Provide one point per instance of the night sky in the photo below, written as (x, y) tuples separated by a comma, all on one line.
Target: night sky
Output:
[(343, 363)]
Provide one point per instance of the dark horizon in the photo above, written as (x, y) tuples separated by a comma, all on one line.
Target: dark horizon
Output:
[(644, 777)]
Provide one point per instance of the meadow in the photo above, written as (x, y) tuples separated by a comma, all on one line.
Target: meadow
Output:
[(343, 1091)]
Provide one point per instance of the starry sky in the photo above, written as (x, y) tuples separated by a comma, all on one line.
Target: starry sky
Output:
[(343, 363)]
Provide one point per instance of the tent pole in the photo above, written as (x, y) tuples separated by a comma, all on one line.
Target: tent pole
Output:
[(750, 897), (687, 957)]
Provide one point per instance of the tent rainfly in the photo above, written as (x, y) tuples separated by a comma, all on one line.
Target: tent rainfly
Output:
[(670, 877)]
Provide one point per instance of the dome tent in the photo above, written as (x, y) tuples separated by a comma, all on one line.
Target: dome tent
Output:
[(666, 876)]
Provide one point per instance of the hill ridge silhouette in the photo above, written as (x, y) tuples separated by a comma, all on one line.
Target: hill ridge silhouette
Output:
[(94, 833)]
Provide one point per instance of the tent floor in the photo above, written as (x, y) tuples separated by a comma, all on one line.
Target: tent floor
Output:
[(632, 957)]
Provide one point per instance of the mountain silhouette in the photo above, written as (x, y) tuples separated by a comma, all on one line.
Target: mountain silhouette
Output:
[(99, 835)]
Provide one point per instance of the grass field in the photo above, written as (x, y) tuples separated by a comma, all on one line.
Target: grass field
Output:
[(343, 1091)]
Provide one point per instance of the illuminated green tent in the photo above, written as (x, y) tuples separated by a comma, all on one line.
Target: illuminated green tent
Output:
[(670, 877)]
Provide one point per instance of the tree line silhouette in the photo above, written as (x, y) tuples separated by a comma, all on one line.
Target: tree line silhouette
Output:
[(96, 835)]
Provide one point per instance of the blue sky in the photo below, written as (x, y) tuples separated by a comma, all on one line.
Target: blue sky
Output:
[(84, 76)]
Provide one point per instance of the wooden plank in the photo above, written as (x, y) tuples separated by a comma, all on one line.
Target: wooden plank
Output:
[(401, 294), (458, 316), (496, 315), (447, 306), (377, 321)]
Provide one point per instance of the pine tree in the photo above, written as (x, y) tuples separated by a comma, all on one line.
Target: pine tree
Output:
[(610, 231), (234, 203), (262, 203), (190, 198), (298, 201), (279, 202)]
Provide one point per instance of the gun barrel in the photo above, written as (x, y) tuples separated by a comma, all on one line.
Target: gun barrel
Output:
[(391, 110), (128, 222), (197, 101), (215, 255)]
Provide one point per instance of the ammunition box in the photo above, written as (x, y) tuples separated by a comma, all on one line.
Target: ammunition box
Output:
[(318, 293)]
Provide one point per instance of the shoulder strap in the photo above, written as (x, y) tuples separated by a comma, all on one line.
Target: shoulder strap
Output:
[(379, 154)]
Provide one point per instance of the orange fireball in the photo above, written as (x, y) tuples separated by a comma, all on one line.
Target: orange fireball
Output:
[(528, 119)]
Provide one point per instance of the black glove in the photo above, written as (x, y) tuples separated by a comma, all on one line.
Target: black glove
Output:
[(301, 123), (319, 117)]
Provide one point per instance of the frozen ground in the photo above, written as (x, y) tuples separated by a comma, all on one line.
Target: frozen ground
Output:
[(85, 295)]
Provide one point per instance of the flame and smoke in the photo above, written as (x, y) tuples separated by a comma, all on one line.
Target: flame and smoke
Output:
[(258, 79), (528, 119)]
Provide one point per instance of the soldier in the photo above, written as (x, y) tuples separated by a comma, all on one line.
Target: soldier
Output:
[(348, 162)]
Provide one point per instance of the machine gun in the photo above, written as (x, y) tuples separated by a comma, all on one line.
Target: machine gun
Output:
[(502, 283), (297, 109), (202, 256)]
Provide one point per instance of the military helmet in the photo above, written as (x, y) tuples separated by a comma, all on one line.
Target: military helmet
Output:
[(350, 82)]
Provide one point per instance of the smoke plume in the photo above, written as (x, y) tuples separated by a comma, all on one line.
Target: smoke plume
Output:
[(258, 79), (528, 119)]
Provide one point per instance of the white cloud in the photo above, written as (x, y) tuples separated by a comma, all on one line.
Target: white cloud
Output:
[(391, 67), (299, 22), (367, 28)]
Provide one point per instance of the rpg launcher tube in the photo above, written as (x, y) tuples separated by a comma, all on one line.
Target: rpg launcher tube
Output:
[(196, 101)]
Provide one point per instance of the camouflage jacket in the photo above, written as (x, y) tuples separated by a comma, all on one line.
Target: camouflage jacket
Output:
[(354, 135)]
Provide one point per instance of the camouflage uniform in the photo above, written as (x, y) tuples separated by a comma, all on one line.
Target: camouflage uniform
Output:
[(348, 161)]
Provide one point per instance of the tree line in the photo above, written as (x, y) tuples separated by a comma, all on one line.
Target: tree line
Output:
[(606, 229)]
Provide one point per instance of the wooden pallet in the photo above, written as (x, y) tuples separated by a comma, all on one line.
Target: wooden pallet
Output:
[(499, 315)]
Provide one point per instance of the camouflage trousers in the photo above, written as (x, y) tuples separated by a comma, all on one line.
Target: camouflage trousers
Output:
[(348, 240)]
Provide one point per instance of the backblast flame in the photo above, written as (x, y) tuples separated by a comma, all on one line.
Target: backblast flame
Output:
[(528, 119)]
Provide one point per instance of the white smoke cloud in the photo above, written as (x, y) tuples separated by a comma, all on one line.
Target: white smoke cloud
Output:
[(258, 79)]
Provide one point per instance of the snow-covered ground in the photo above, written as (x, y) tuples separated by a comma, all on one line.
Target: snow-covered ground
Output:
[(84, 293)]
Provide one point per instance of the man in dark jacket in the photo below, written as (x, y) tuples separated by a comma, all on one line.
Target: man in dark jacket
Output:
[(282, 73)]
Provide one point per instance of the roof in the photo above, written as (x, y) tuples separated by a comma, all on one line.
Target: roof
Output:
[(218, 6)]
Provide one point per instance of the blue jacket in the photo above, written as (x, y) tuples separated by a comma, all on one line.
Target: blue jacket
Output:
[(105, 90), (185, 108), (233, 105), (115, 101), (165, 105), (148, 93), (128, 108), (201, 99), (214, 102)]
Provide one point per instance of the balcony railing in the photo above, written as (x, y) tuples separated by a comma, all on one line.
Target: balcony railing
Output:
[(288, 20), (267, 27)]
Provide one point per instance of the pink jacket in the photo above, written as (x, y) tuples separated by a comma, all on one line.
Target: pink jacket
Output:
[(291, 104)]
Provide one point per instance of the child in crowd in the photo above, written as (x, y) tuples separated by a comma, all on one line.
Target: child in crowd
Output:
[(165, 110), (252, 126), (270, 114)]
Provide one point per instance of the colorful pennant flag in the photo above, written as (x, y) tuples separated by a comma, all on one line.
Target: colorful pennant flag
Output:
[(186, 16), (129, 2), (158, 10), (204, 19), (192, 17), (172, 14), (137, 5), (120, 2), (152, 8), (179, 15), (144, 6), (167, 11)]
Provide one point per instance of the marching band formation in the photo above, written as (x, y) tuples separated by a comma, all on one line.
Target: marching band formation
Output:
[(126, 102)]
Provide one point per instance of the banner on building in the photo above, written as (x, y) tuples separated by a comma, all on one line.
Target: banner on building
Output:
============
• **BRIEF**
Reproduce all of the rows above as a numbered list, omitting any blank lines.

• **TASK RESPONSE**
1. Provide one point per instance of the night sky in the photo below, written as (x, y) tuples separated by a comma, all on one line.
2. Target: night sky
3. Output:
4. [(343, 363)]
5. Provide one point per instance of the dark horizon in the photo above, written as (x, y) tuples separated by a comma, all on one line.
6. Target: dark horizon
7. Output:
8. [(644, 777)]
9. Provide one point per instance of the meadow in the photo above, written as (x, y) tuples separated by a comma, all on one line.
10. Target: meadow
11. Output:
12. [(343, 1091)]
13. Provide one point per instance of the starry sky in the photo above, written as (x, y) tuples separated by a comma, all on one line.
14. Target: starry sky
15. Output:
16. [(343, 363)]
17. Provide one point per instance of the tent pole in the photo above, written as (x, y) tuples separated by a comma, all on one line.
18. Target: tent pole
19. Output:
20. [(750, 897), (687, 957)]
21. Provide one point per instance of the tent rainfly in the photo above, written as (x, y) tuples separated by a comma, all on one line.
22. Target: tent rainfly
23. Output:
24. [(670, 877)]
25. Provide one point per instance of the dome tent in the photo above, written as (x, y) tuples separated by a comma, all on one line.
26. Target: dome tent
27. Output:
28. [(666, 876)]
29. Provide one point per instance of the hill ridge silhouette in the photo above, written as (x, y) tuples separated by a comma, all on one line.
30. Target: hill ridge silhouette
31. Output:
32. [(94, 833)]
33. Provide one point per instance of the tent floor in the photo above, written as (x, y) tuples separated by a comma, all on one line.
34. Target: tent floor
35. Output:
36. [(632, 957)]
37. Provide one point per instance of the mountain silhouette in the photo above, written as (x, y) tuples separated by a comma, all on one line.
38. Target: mountain silhouette
39. Output:
40. [(99, 835)]
41. Provide one point per instance of the grass field in the photo above, written as (x, y) tuples separated by a comma, all on one line.
42. Target: grass field
43. Output:
44. [(343, 1091)]
45. Provide one point per instance of the illuminated green tent in the photo above, written as (x, y) tuples separated by a comma, all on one line.
46. Target: illuminated green tent
47. Output:
48. [(670, 877)]
49. Provide one point per instance of the tree line silhouette in the photo above, written as (x, y) tuples separated by a comma, all on one line.
50. Target: tree line silhouette
51. Output:
52. [(96, 835)]
53. Provide one point per instance of the blue sky in the photo below, written as (x, y) tuples separated by a comma, all on one line.
54. Target: blue sky
55. Output:
56. [(84, 76)]
57. Provide one point per instance of the wooden plank in the photo above, written as (x, y) tuples separated by a comma, all on one line.
58. Target: wooden plank
59. Output:
60. [(401, 294), (458, 316), (496, 315), (447, 306), (377, 321)]
61. Provide one point per instance of the pine tree in the photo above, written as (x, y) tuples separated by a comma, all on one line.
62. Target: pine tree
63. Output:
64. [(610, 231), (234, 203), (262, 203), (190, 198), (298, 201), (279, 202)]
65. Provide one point per instance of the gun barrel in the photo above, written as (x, y) tuples separated by a comma, all on one line.
66. Target: gun barrel
67. Output:
68. [(391, 110), (128, 222), (197, 101), (215, 255)]
69. Provide one point per instance of the ammunition box in the photo above, written as (x, y) tuples separated by a comma, all on one line.
70. Target: ammunition box
71. Output:
72. [(318, 293)]
73. Provide one point per instance of the shoulder strap in the photo above, written as (x, y) tuples separated by a comma, all on one line.
74. Target: shoulder strap
75. Output:
76. [(379, 154)]
77. Provide one point per instance of the orange fireball in the photo above, written as (x, y) tuples separated by a comma, all on one line.
78. Target: orange fireball
79. Output:
80. [(528, 119)]
81. Provide one point per instance of the black glove in the photo above, written as (x, y) tuples separated by a comma, all on one line.
82. Target: black glove
83. Output:
84. [(301, 123), (319, 117)]
85. Provide one point per instance of the frozen ground in the photo above, written as (x, y) tuples separated by a comma, all on one line.
86. Target: frozen ground
87. Output:
88. [(85, 295)]
89. Provide one point per instance of the flame and smoke in the photo above, written as (x, y) tuples separated by a comma, all on one line.
90. Target: flame and smoke
91. Output:
92. [(258, 79), (528, 119)]
93. Provide one point per instance of the soldier in the photo above, written as (x, y) tuples separated by a comma, all on one line.
94. Target: soldier
95. Output:
96. [(348, 162)]
97. Provide one point per instance of the machine gun in the photo above, written as (x, y) tuples separated by a comma, all on one line.
98. Target: machine gun
99. Output:
100. [(502, 283), (297, 109), (202, 256)]
101. Provide one point per instance of the military helmet in the photo above, written as (x, y) tuples separated by a comma, all on one line.
102. Target: military helmet
103. Output:
104. [(350, 82)]
105. Provide one point per instance of the smoke plume in the photo above, written as (x, y) tuples separated by a comma, all on one line.
106. Target: smoke plume
107. Output:
108. [(258, 79), (528, 119)]
109. Provide one point per instance of the white cloud in the photo above, written as (x, y) tuples separated by a comma, all on one line.
110. Target: white cloud
111. Output:
112. [(391, 67), (299, 22), (367, 28)]
113. Provide one point per instance of the rpg launcher tube in the photo above, written as (x, y) tuples separated by a comma, all on one line.
114. Target: rpg launcher tube
115. Output:
116. [(196, 101)]
117. Provide one point per instance of the camouflage jacket in the photo above, written as (x, y) tuples separated by a comma, all on one line.
118. Target: camouflage jacket
119. Output:
120. [(354, 135)]
121. Provide one point per instance of the camouflage uniform in the photo above, written as (x, y) tuples separated by a comma, all on one line.
122. Target: camouflage uniform
123. Output:
124. [(348, 161)]
125. Provide one point per instance of the tree line in the photo above, written as (x, y) tuples separated by a comma, all on one line.
126. Target: tree line
127. Output:
128. [(606, 229)]
129. Provide one point per instance of the wooden pallet in the photo above, written as (x, y) tuples separated by a comma, all on one line.
130. Target: wooden pallet
131. Output:
132. [(499, 315)]
133. Provide one point per instance of the camouflage trousers in the photo above, written as (x, y) tuples separated by a comma, all on one line.
134. Target: camouflage trousers
135. Output:
136. [(348, 240)]
137. Provide one point per instance of the backblast flame in the photo above, written as (x, y) tuples separated by a comma, all on one line.
138. Target: backblast flame
139. Output:
140. [(528, 119)]
141. Provide one point per instance of the white smoke cloud in the photo above, written as (x, y) tuples separated by a comma, all on one line.
142. Target: white smoke cloud
143. Output:
144. [(258, 79)]
145. Provide one point per instance of the snow-covered ground in the photo above, written as (x, y) tuples separated by a comma, all on one line.
146. Target: snow-covered ground
147. Output:
148. [(84, 293)]
149. Provide one point per instance of the man in dark jacket in the photo below, written as (x, y) tuples separated by a comma, all on one line.
150. Target: man in dark jacket
151. Output:
152. [(282, 73)]
153. Provide one point per instance of the roof in the photo above, written as (x, y) tuples separated by a comma, all on one line.
154. Target: roof
155. Output:
156. [(218, 6)]
157. Provide one point per instance of the blue jacket in the photo above, written as (x, y) tuples separated by a comma, all on one line.
158. Target: blue jacket
159. Output:
160. [(105, 90), (185, 108), (233, 105), (115, 101), (165, 105), (148, 93), (128, 108), (201, 99), (214, 102)]
161. Provide one point per instance of the balcony railing in the photo above, written as (x, y) tuples separated by a comma, all on one line.
162. Target: balcony railing
163. Output:
164. [(288, 20), (267, 27)]
165. Provide one point per instance of the pink jacket in the photo above, written as (x, y) tuples separated by a comma, all on one line.
166. Target: pink jacket
167. Output:
168. [(291, 104)]
169. Provide one point per instance of the child in crowd in the photo above, written as (x, y) tuples separated by a comma, all on one line.
170. Target: child in crowd
171. Output:
172. [(165, 110), (252, 126), (270, 114)]
173. Provide one point per instance of the colorful pennant flag in the photo above, written as (x, y) tuples separated by a comma, all on one line.
174. Target: colorful pennant flag
175. Output:
176. [(186, 16), (129, 2), (158, 10), (204, 19), (192, 17), (172, 14), (137, 5), (120, 2), (152, 8), (179, 15), (144, 6), (167, 11)]
177. Provide one point per instance of the marching band formation in the photo above, written as (x, y) tuples separated by a comma, all on one line.
178. Target: marching band formation
179. Output:
180. [(126, 102)]
181. Provide one point per instance of the banner on building in the photo above, written as (x, y) tuples separated by a comma, all on one line.
182. Target: banner on building
183. Output:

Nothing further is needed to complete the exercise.